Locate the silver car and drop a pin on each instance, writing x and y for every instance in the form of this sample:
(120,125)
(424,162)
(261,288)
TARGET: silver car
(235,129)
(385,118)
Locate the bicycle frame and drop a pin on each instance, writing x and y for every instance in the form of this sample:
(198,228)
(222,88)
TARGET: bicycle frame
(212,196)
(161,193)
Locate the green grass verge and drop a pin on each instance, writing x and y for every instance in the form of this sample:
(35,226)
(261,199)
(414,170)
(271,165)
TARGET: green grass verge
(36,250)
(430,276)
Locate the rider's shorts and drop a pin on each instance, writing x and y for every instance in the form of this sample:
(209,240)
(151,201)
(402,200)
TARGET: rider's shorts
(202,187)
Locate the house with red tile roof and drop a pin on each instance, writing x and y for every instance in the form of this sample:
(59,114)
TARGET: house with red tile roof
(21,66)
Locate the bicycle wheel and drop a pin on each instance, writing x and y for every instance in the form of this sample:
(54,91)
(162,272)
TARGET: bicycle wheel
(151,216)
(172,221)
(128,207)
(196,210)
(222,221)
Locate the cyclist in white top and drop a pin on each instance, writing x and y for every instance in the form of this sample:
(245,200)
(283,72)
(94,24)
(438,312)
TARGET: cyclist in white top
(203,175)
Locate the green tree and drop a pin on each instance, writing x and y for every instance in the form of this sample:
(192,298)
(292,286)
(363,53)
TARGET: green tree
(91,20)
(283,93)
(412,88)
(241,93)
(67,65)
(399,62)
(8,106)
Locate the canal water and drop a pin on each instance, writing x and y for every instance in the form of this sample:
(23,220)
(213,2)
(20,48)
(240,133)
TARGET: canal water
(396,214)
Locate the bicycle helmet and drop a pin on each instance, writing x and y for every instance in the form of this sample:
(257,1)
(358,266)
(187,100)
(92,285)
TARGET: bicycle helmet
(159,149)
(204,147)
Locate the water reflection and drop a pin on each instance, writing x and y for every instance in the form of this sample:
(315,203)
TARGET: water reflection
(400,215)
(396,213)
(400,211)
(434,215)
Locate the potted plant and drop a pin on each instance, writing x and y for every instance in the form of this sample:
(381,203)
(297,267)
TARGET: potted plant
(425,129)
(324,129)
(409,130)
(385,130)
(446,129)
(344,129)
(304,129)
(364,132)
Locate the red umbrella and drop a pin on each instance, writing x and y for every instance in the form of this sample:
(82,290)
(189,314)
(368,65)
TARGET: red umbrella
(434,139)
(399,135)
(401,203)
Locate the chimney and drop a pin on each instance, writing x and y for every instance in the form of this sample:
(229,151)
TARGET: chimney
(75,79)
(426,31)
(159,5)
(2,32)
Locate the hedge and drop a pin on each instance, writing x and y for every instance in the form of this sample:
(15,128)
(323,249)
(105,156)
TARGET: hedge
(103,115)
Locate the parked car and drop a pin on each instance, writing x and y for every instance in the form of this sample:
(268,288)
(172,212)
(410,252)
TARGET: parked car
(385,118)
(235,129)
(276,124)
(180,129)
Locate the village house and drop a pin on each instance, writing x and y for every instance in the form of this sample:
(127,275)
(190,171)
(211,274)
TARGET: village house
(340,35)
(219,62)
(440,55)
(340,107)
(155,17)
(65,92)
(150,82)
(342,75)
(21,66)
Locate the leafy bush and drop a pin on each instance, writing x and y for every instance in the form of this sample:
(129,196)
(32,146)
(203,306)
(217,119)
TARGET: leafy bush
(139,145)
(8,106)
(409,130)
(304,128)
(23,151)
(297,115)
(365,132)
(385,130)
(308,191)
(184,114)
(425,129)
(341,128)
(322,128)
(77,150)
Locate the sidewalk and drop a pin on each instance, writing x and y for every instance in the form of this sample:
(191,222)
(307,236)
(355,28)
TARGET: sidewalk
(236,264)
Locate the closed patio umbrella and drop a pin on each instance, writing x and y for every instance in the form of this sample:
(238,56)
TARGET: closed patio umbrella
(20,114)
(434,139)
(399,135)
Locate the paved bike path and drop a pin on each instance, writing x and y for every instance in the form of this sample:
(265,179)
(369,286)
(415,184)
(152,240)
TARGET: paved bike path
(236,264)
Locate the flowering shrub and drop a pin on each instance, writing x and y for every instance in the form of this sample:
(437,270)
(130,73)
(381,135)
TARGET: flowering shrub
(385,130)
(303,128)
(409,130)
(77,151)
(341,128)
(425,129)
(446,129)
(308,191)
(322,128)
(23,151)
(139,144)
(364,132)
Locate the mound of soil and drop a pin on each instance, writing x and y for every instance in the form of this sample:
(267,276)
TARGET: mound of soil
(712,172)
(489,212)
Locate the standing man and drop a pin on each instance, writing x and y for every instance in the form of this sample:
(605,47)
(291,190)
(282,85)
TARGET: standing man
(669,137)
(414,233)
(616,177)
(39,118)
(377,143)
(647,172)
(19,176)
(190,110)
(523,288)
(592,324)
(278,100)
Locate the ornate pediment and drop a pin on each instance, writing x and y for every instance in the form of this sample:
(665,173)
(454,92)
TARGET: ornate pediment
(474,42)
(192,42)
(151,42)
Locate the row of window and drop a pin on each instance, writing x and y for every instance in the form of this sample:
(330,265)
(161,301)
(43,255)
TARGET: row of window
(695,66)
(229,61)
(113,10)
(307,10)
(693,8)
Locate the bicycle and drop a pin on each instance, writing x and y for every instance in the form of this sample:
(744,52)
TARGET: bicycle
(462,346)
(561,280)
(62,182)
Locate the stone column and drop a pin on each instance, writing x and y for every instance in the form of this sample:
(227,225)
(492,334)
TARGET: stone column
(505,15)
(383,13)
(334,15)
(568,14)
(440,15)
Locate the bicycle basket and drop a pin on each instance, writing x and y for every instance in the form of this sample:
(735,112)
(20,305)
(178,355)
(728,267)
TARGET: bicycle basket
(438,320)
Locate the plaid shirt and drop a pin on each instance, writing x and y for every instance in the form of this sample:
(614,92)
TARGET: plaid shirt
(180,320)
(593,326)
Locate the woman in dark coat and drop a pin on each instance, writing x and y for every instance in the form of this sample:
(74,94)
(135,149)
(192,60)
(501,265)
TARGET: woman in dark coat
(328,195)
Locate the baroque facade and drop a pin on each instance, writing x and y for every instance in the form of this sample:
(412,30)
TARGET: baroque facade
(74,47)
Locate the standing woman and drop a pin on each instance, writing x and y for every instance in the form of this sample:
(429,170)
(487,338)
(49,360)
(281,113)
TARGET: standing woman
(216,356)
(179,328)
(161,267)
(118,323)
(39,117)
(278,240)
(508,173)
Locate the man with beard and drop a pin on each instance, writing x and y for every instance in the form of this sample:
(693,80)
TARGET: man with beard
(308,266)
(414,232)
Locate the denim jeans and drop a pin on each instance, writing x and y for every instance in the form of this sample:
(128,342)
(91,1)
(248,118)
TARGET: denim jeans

########################################

* [ABOUT THIS EXERCISE]:
Your answer must be a single number: the count of lines in the records above that contain "jeans".

* [SOLUTION]:
2